## EXERCISE AIM
Return all the entries below exactly as they were given.

## SOURCE DATA

******

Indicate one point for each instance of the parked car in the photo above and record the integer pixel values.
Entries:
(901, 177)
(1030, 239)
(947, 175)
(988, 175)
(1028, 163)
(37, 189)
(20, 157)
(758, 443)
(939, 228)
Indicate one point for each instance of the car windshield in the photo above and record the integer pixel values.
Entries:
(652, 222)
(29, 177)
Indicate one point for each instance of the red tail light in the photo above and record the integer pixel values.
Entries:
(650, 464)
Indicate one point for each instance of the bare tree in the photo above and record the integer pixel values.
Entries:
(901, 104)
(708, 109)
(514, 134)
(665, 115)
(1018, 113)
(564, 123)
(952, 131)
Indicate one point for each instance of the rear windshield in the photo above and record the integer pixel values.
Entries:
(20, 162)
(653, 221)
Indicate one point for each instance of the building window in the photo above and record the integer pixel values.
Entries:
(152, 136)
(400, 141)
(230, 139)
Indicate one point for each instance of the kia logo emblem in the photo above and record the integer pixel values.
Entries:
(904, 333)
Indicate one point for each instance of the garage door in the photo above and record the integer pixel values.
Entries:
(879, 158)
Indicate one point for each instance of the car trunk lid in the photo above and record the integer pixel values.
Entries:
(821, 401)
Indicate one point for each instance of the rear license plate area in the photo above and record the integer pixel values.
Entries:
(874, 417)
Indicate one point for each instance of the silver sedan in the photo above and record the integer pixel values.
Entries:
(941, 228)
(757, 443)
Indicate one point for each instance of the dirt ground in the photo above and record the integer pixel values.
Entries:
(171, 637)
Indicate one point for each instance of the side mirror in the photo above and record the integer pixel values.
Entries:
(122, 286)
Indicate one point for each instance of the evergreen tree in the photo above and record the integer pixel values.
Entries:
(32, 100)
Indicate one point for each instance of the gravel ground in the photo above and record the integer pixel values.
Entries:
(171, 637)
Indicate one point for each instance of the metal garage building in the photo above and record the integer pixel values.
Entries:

******

## RESULT BELOW
Indicate one point for each instance of the parked car in the photo above and record the integer pixel values.
Entries:
(901, 177)
(1030, 239)
(947, 175)
(988, 175)
(1028, 163)
(37, 189)
(20, 157)
(758, 443)
(939, 228)
Indicate one point for each instance of the car windshield in the photo above and record the integer pixel values.
Entries:
(652, 222)
(29, 177)
Indicate one point for each instance of the red tail light in the photo above and record the integer pixel values.
Entries:
(650, 464)
Indicate one point for each instance of the bare tree in the photo above and record the integer pixel values.
Entries:
(901, 104)
(708, 109)
(514, 134)
(665, 115)
(1018, 113)
(564, 123)
(952, 131)
Indicate one point for each instance of the rear windshield in the photo above and record the integer pixel values.
Entries:
(20, 162)
(653, 221)
Indicate one point for each instance of the building window in the photo above and record the integer pixel values.
Entries:
(152, 136)
(400, 141)
(230, 139)
Indicate one point for each instance of the kia logo emblem in the photo above and record the integer pixel values.
Entries:
(904, 333)
Indicate one point for each instance of the garage door in the photo above and record the integer pixel values.
Entries:
(879, 158)
Indicate one point for each instance of the car trunk lid in the photo above and record the integer pixel values.
Entries:
(821, 401)
Indicate one point for each instance of the rear license plate area in the photo above and record the integer pixel values.
Entries:
(874, 417)
Indicate one point for each instance of the silver sedan in the photo above and record the integer pixel values.
Entries:
(941, 228)
(757, 443)
Indicate one point for each instance of the dirt ground in the photo above and record the integer pixel values.
Entries:
(171, 637)
Indicate one point for each instance of the side mirror in the photo above and record the integer pixel values.
Entries:
(122, 286)
Indicate one point for each instance of the evergreen tree in the photo above and record the integer pixel values.
Entries:
(32, 100)
Indicate one point for each instance of the gravel ground in the photo above and record the integer pixel values.
Entries:
(171, 637)
Indicate one point for each instance of the metal garage building in the photo above and record the integer pixel values.
Entries:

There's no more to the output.